* **GIVEN RECORDS**
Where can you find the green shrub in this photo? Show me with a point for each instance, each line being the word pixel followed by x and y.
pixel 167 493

...

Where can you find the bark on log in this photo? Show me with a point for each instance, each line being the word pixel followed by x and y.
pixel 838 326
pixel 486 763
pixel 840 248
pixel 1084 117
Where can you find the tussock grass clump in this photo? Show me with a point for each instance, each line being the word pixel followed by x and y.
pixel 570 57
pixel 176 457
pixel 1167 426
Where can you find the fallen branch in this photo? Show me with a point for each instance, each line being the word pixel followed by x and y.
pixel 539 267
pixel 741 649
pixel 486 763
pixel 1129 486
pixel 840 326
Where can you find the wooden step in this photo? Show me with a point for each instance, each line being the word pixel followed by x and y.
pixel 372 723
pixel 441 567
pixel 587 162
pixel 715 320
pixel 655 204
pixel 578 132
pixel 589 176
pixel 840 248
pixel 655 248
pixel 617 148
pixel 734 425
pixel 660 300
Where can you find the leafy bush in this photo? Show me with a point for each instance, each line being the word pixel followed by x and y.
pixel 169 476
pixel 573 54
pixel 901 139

---

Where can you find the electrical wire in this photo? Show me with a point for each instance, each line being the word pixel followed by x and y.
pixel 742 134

* **SET PROBLEM**
Put everything in the listing from the line containing "Where can you find the green" down to the line containing "pixel 167 493" into a Markdown table with the columns Number and Record line, one row per line and no blank lines.

* **FULL SOLUTION**
| Number | Record line |
|---|---|
| 1 | Where can you find the green shrub in this photo? Show me with a point for each instance, each line being the word pixel followed by x and y. |
| 2 | pixel 167 493 |